**Prompt 1**
Answer these questions about the passage on roles and yoga:
(a) In which month did the writer stop teaching Yoga?
(b) Where is the writer's retreat center?
(c) In which city did the writer live when fellow yogis laughed about George Bush?

**Page extract**
But having to deal with limits has taught me a lot about control and ego. I have observed many unhappy people wondering what it was that made them unhappy, whilst observing if they were so attached to their so-called role that they felt trapped and unable to explore their inner spirit. Many times I think obligations become heavy and intolerable because we are attached to a role we have accepted and bought into.

I continue to change roles and I do so without any fears. Recently I told my boyfriend, "you fell in love with an English teacher (and ex-actress city dweller) and found out she was a Yoga teacher and spiritual thinker. Now you are discovering the country girl." And he said, "I won't get bored I guess."

When I stopped teaching Yoga in January so I could focus on my retreat center in the countryside of Alghero, I encountered a lot of surprise and bewilderment. It was very difficult for many people to understand how I could "just leave" and move on without a tear. I wondered, "how can you allow yourselves to be so limited?"

When I lived in Los Angeles I remember fellow yogis laughing about George Bush (for reasons other than the obvious) saying, "he thinks he's president of the United States." Basically, what they were saying was, "he has forgotten who he really is." So when I tell my students, "I'm not a yoga teacher," they look at me like I'm nuts but I explain to them, "I am expressing my soul through the practice of yoga, but I am not just a yoga teacher, I am many things." This releases the projection I feel that traps me into a role. Role playing is necessary but if we take them too seriously we will develop an ego around that role even as yogis. Certain roles also have more power than others, but in yoga we teach to empower others not to take away their power so it is even more so important to keep a little distance from identifying too closely with the role.

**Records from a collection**
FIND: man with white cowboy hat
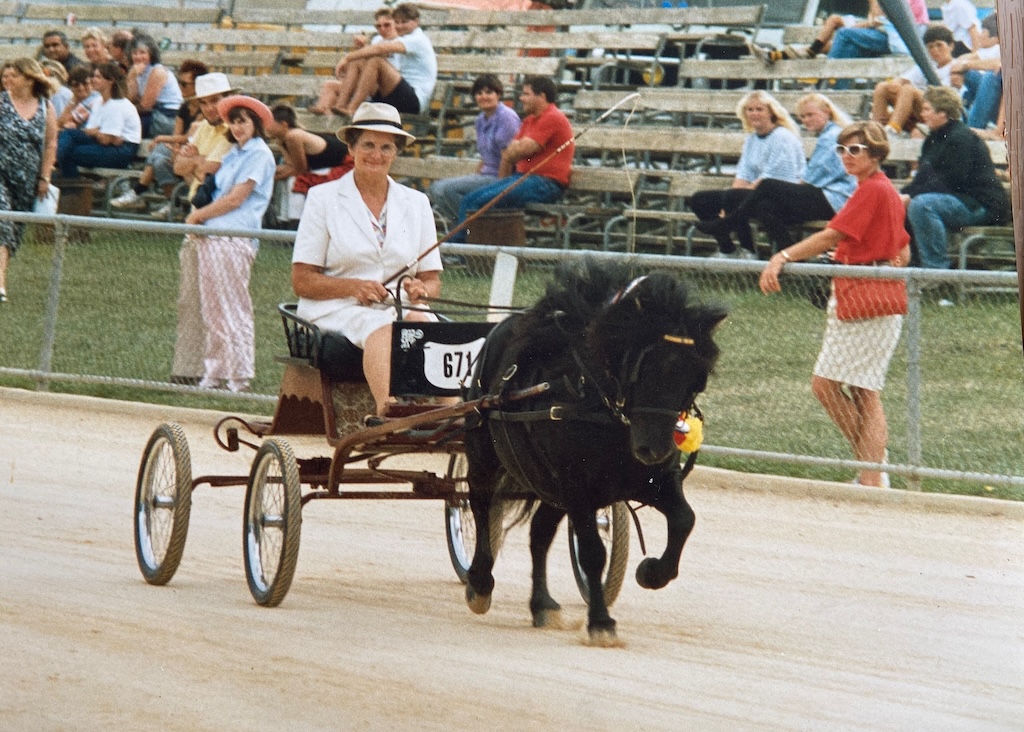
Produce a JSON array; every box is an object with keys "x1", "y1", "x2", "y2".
[{"x1": 171, "y1": 72, "x2": 238, "y2": 384}]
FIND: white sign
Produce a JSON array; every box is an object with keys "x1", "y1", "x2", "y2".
[{"x1": 423, "y1": 338, "x2": 484, "y2": 390}]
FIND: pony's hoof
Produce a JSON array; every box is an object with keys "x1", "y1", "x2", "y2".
[
  {"x1": 637, "y1": 557, "x2": 672, "y2": 590},
  {"x1": 466, "y1": 585, "x2": 490, "y2": 615},
  {"x1": 534, "y1": 608, "x2": 565, "y2": 631},
  {"x1": 584, "y1": 627, "x2": 626, "y2": 648}
]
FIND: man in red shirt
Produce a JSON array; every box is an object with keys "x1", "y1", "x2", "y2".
[{"x1": 452, "y1": 76, "x2": 575, "y2": 242}]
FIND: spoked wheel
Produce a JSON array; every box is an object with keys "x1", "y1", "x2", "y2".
[
  {"x1": 444, "y1": 454, "x2": 476, "y2": 585},
  {"x1": 569, "y1": 502, "x2": 630, "y2": 607},
  {"x1": 242, "y1": 438, "x2": 302, "y2": 607},
  {"x1": 134, "y1": 424, "x2": 191, "y2": 585},
  {"x1": 444, "y1": 453, "x2": 502, "y2": 585}
]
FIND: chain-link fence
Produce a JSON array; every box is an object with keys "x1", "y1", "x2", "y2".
[{"x1": 0, "y1": 214, "x2": 1024, "y2": 499}]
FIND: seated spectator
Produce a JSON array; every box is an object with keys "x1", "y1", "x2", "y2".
[
  {"x1": 751, "y1": 0, "x2": 928, "y2": 62},
  {"x1": 317, "y1": 3, "x2": 437, "y2": 117},
  {"x1": 111, "y1": 58, "x2": 209, "y2": 220},
  {"x1": 82, "y1": 28, "x2": 114, "y2": 69},
  {"x1": 267, "y1": 104, "x2": 348, "y2": 180},
  {"x1": 57, "y1": 61, "x2": 142, "y2": 178},
  {"x1": 427, "y1": 74, "x2": 521, "y2": 223},
  {"x1": 106, "y1": 29, "x2": 135, "y2": 74},
  {"x1": 902, "y1": 86, "x2": 1010, "y2": 269},
  {"x1": 57, "y1": 66, "x2": 103, "y2": 129},
  {"x1": 950, "y1": 12, "x2": 1002, "y2": 132},
  {"x1": 128, "y1": 35, "x2": 182, "y2": 137},
  {"x1": 700, "y1": 93, "x2": 857, "y2": 252},
  {"x1": 871, "y1": 23, "x2": 953, "y2": 135},
  {"x1": 43, "y1": 30, "x2": 85, "y2": 72},
  {"x1": 309, "y1": 7, "x2": 400, "y2": 115},
  {"x1": 690, "y1": 90, "x2": 807, "y2": 259},
  {"x1": 39, "y1": 58, "x2": 75, "y2": 116},
  {"x1": 942, "y1": 0, "x2": 979, "y2": 58},
  {"x1": 266, "y1": 104, "x2": 352, "y2": 222},
  {"x1": 828, "y1": 0, "x2": 928, "y2": 58},
  {"x1": 452, "y1": 76, "x2": 575, "y2": 242}
]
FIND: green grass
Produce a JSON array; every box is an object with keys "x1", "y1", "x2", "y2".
[{"x1": 0, "y1": 231, "x2": 1024, "y2": 500}]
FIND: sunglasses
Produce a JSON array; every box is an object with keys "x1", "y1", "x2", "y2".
[{"x1": 836, "y1": 142, "x2": 867, "y2": 158}]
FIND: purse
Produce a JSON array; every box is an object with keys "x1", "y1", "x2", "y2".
[
  {"x1": 32, "y1": 183, "x2": 60, "y2": 216},
  {"x1": 833, "y1": 277, "x2": 906, "y2": 320},
  {"x1": 190, "y1": 173, "x2": 217, "y2": 209}
]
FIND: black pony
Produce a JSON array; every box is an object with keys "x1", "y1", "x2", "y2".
[{"x1": 466, "y1": 259, "x2": 726, "y2": 643}]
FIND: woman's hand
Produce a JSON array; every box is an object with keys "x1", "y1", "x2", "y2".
[
  {"x1": 760, "y1": 254, "x2": 785, "y2": 295},
  {"x1": 351, "y1": 279, "x2": 390, "y2": 305},
  {"x1": 889, "y1": 244, "x2": 910, "y2": 267}
]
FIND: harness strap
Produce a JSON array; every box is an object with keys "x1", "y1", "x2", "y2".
[{"x1": 487, "y1": 404, "x2": 618, "y2": 425}]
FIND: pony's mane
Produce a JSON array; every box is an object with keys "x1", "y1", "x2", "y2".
[
  {"x1": 515, "y1": 257, "x2": 632, "y2": 355},
  {"x1": 516, "y1": 258, "x2": 726, "y2": 362}
]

**Prompt 2**
Lay out the part of the records that opens with the line containing "FIND: woman's hand" and runs through the end of the records as a Markdown table. Use the columns Row and Line, and leave out blank lines.

**Full solution 1**
(a) January
(b) In the countryside of Alghero
(c) Los Angeles

**Full solution 2**
| Row | Line |
|---|---|
| 1 | FIND: woman's hand |
| 2 | Produce a JSON array; every box is an object with keys "x1", "y1", "x2", "y2". |
| 3 | [ |
| 4 |   {"x1": 760, "y1": 254, "x2": 785, "y2": 295}, |
| 5 |   {"x1": 351, "y1": 279, "x2": 390, "y2": 305}, |
| 6 |   {"x1": 889, "y1": 244, "x2": 910, "y2": 267} |
| 7 | ] |
| 8 | FIND: harness strap |
| 9 | Produce a JSON array; every box is an object with keys "x1", "y1", "x2", "y2". |
| 10 | [{"x1": 487, "y1": 404, "x2": 618, "y2": 425}] |
| 11 | FIND: pony's mane |
| 12 | Produce a JSON array; every box is an object with keys "x1", "y1", "x2", "y2". |
| 13 | [ |
| 14 |   {"x1": 515, "y1": 257, "x2": 632, "y2": 355}, |
| 15 |   {"x1": 516, "y1": 258, "x2": 726, "y2": 362} |
| 16 | ] |